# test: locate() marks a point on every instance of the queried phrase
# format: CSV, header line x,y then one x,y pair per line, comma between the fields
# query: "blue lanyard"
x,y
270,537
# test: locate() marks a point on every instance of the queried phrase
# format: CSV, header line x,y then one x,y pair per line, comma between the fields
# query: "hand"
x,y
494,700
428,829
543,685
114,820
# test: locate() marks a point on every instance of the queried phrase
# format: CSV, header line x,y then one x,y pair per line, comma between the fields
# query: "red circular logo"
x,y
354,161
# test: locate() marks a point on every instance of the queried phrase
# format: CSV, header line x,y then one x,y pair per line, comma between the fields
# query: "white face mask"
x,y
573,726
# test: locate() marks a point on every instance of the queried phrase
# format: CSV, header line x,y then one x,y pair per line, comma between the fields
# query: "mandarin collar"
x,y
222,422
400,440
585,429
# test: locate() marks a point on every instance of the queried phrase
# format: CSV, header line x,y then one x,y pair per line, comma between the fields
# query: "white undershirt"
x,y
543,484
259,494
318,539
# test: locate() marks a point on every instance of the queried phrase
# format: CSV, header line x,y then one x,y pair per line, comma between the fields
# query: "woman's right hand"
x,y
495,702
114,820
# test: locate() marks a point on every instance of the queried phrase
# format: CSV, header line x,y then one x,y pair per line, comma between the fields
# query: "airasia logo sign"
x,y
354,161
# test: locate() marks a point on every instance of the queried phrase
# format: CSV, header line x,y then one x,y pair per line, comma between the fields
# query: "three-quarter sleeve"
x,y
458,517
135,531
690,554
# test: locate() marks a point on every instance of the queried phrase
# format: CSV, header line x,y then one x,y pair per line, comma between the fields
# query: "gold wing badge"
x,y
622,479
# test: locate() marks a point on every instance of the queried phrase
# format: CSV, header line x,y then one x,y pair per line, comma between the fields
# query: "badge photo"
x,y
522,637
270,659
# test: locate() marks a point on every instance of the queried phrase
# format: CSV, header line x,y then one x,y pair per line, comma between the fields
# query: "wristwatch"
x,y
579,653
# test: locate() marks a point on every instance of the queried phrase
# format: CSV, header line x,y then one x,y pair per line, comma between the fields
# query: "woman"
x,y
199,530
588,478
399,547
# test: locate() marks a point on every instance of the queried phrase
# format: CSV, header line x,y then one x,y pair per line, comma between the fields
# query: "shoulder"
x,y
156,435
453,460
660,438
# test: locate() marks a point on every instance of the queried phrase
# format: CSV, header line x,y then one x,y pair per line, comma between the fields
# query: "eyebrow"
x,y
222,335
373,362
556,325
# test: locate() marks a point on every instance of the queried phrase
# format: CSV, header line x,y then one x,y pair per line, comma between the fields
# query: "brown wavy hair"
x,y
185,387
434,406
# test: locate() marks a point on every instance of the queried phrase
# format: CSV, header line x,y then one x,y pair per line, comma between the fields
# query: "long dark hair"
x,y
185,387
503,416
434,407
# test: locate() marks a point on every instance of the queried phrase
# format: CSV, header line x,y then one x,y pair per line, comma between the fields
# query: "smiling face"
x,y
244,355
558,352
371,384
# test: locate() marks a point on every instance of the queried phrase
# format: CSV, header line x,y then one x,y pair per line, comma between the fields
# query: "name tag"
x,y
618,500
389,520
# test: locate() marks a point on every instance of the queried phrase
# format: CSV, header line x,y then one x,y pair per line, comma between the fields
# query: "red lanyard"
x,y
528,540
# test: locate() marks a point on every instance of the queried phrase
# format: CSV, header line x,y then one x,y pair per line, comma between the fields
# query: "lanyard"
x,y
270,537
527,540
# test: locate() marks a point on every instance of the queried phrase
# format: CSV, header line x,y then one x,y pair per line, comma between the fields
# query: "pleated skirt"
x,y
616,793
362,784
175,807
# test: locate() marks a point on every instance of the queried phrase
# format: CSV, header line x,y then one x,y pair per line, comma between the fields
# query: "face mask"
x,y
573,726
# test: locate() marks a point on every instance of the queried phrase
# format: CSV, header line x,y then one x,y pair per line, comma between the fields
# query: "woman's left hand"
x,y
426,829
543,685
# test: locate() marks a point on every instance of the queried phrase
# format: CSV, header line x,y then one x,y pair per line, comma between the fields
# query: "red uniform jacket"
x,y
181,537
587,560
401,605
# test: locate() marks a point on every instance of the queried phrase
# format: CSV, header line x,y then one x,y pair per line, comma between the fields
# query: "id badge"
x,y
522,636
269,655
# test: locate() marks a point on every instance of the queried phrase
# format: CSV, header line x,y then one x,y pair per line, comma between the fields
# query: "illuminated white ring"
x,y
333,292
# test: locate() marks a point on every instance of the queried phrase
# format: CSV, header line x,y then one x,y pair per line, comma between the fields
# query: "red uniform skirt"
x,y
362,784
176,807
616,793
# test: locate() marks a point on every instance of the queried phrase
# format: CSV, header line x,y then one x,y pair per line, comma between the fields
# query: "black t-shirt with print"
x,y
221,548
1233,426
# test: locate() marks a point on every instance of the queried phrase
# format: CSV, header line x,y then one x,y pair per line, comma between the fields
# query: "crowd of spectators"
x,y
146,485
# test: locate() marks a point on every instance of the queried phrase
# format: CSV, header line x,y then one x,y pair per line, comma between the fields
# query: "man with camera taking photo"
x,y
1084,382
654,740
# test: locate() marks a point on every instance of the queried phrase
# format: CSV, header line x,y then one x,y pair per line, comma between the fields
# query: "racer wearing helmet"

## EXERCISE
This exercise requires the entries above to be restated exactly.

## EXERCISE OUTPUT
# test: locate() marks a point on every instance of the queried phrase
# format: CSV, header line x,y then one x,y pair per line, comma between the fields
# query: "blue lanyard"
x,y
270,537
# test: locate() marks a point on every instance of the queried phrase
# format: CSV, header line x,y then one x,y pair per line, comma between the fields
# query: "hand"
x,y
494,700
428,829
543,685
114,820
# test: locate() marks a point on every instance of the queried phrase
# format: CSV, header line x,y then one x,y pair per line, comma between the fields
# query: "red circular logo"
x,y
354,161
# test: locate() marks a point on every instance of the queried phrase
# format: CSV, header line x,y then one x,y pair per line, comma between the fields
# query: "white face mask"
x,y
573,726
# test: locate() marks a point on every instance of the queried phrase
# format: CSV, header line x,y then one x,y pair per line, comma between the fields
# query: "mandarin collar"
x,y
222,422
400,440
585,429
# test: locate() marks a point on every instance of the queried phrase
# format: CSV, header line x,y then one x,y pair per line, comma between the fields
# query: "white undershirt"
x,y
543,484
259,494
318,539
# test: locate() marks a point on every instance of the queried phrase
# format: CSV, header line x,y then one x,y pair per line, comma between the fields
# query: "woman's right hand"
x,y
495,702
114,820
# test: locate() marks a point on every instance of the queried phrase
# format: CSV, header line x,y then one x,y pair per line, comma between the fields
# query: "airasia logo sign"
x,y
354,161
# test: locate() marks a point on every instance of the queried phrase
# format: CSV, header line x,y then one x,y pair per line, comma between the fields
# query: "three-quarter sleeve"
x,y
458,517
135,531
690,554
# test: locate() marks a point on every instance of the queried phrase
# format: CSV, header line x,y then one x,y pair per line, comma between the fields
# query: "gold wing badge"
x,y
622,479
# test: locate() marks a point on every instance of the queried phrase
# format: CSV, header line x,y then one x,y pair per line, comma between the fields
# query: "badge photo"
x,y
522,637
270,659
# test: locate() marks a point on every instance of the queried phrase
# format: CSV, header line x,y then one x,y pair per line, comma between the fields
# query: "wristwatch"
x,y
579,653
# test: locate() marks a point on every instance of the queried phrase
# format: CSV, header line x,y then one x,y pair per line, comma between the fields
# query: "woman"
x,y
199,530
588,478
399,547
# test: locate() marks a point on every instance of the queried phrase
# format: CSV, header line x,y then one x,y pair per line, comma between the fields
# query: "shoulder"
x,y
156,435
453,460
660,438
# test: locate() marks a point on every instance of the queried phrase
# format: CSV, header line x,y then one x,y pair per line, comma between the fields
# query: "eyebrow"
x,y
222,335
373,362
556,325
# test: locate() marks a point on every instance of the queried phrase
# format: CSV, header line x,y then one x,y pair per line, comma between the fields
# query: "brown wavy hair"
x,y
185,387
434,406
# test: locate() marks a point on every instance of the queried phrase
# format: CSV, header line x,y then one x,y pair per line, comma between the fields
# query: "long dark hair"
x,y
185,387
503,416
434,407
# test: locate() marks a point on every instance of the queried phrase
# format: CSV, header line x,y then one x,y pair per line, comma between the fields
# query: "smiling face"
x,y
244,355
558,352
371,384
# test: locate() marks a point on every instance of the queried phrase
# format: CSV, header line x,y then one x,y pair per line, comma between the fields
# query: "name tag"
x,y
618,500
389,520
# test: locate() marks a point on every instance of the queried phrase
# format: CSV, header line x,y then one x,y pair per line, comma between the fields
# query: "red lanyard"
x,y
528,540
# test: locate() marks a point on every instance of the queried phrase
# format: CSV, header line x,y then one x,y pair per line, comma between the fields
# query: "lanyard"
x,y
270,537
527,540
# test: locate() marks a point on every instance of the queried phrase
# format: CSV, header line x,y then one x,y pair per line, comma between the fields
# query: "pleated skirt"
x,y
616,793
362,784
175,807
# test: locate() marks a point on every instance of the queried phrase
# format: CSV, header line x,y then one x,y pair per line, comma between the fields
# query: "face mask"
x,y
573,726
# test: locate() marks a point on every instance of the queried phrase
# format: CSV, header line x,y then one x,y pair per line, comma between the fields
# query: "woman's left hand"
x,y
426,829
543,685
# test: locate() marks a point on every instance of the queried phrase
# format: CSV, header line x,y then one x,y pair per line, comma between the fields
# query: "red uniform jacket"
x,y
181,537
587,560
401,605
# test: locate() marks a point on every instance of the queried phrase
# format: CSV, header line x,y then one x,y pair per line, comma between the fields
# query: "id badge"
x,y
522,636
269,655
# test: locate() marks a point on every instance of the queried phrase
# format: CSV, header line x,y then one x,y pair per line, comma between the fields
# query: "illuminated white ring"
x,y
333,292
# test: locate() marks a point on every instance of the queried phrase
# format: CSV, header line x,y then one x,y pair per line, comma between the fields
# query: "red uniform skirt"
x,y
362,784
176,807
616,793
# test: locate() marks a point on every instance of the queried phrase
# format: CSV, header line x,y then one x,y pair per line, comma between the fields
# query: "black t-shirt with print"
x,y
221,548
1233,426
# test: locate() marks a point on every instance of the queried phrase
# format: CSV, header line x,y then one x,y pair per line, comma between the fields
# query: "crowd of spectators"
x,y
146,485
# test: locate() marks a point on every instance of the queried phrase
# format: CSV, header line x,y then one x,y pair per line, comma between the fields
# query: "man with camera taking photo"
x,y
1084,382
654,740
# test: locate() marks a point on every instance of the queried phrase
# format: CSV, header line x,y then one x,y pair per line, comma between the fields
# query: "racer wearing helmet"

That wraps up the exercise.